He also said to a Long Beach newspaper reporter who interviewed him at Bastrop early in 1983: "I have the same nightmares. I still hear Colette's voice, and the sounds in the house
...
I
still see the blood. I still wake up in a cold sweat, exhausted."
As long as there is money to pay them, of course, the lawyers and private investigators will be able to keep busy for years. There will always be new "witnesses," new "leads." And, no doubt, there will be money: no small amount of it supplied by that remaining hard core of true believers—those who accept Jeffrey MacDonald at face value; those who did not attend the trial in its entirety (or at all) and who have never taken the time and trouble to read the record; those who are still so mesmerized by the glittery surface of MacDonald's personality (even though he is gaunt now, with graying hair, "a haggard replica of his former self," as one interviewer described him) that their allegiance remains unpolluted by fact.

#### [Directions for this task]
Reproduce, word for word, the part of the passage about Jeffrey MacDonald that opens with the words containing "As long as there" and closes with "unpolluted by fact.".

#### [Excerpted records]

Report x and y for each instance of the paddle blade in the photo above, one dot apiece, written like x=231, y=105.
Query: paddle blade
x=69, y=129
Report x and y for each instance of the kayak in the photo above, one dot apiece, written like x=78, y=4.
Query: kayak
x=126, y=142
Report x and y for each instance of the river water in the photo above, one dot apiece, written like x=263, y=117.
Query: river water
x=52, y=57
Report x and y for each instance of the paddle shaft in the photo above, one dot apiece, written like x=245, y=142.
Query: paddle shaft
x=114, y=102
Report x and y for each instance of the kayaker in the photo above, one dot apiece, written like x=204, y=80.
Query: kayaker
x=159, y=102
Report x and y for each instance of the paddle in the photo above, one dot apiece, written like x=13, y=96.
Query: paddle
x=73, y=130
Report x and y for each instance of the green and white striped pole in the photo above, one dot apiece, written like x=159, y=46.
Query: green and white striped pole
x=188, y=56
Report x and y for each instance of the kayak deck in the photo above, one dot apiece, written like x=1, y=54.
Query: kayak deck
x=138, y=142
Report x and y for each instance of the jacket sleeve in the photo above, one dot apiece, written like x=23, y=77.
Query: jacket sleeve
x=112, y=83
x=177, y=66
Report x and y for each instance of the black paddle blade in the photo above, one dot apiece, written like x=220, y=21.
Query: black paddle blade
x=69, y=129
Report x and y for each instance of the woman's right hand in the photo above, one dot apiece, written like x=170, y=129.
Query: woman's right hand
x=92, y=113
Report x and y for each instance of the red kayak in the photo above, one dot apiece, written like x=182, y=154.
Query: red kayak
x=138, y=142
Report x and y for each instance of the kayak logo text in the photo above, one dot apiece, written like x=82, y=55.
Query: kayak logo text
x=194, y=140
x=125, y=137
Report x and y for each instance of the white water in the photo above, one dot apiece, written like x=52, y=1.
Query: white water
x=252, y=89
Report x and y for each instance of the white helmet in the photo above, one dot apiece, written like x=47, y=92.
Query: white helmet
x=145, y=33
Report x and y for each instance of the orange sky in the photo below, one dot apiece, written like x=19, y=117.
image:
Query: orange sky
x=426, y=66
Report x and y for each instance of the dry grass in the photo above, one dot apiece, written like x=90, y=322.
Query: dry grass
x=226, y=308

#### [Exercise answer]
As long as there is money to pay them, of course, the lawyers and private investigators will be able to keep busy for years. There will always be new "witnesses," new "leads." And, no doubt, there will be money: no small amount of it supplied by that remaining hard core of true believers—those who accept Jeffrey MacDonald at face value; those who did not attend the trial in its entirety (or at all) and who have never taken the time and trouble to read the record; those who are still so mesmerized by the glittery surface of MacDonald's personality (even though he is gaunt now, with graying hair, "a haggard replica of his former self," as one interviewer described him) that their allegiance remains unpolluted by fact.